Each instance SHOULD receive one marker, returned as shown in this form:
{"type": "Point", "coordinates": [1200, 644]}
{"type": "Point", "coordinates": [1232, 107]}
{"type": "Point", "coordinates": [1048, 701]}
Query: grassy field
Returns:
-=-=-=-=-
Copy all of the rows above character for character, changing nothing.

■ **SOLUTION BELOW**
Each instance SHOULD receive one marker, returned as shown in this form:
{"type": "Point", "coordinates": [1200, 644]}
{"type": "Point", "coordinates": [1232, 107]}
{"type": "Point", "coordinates": [1048, 701]}
Query: grassy field
Returns:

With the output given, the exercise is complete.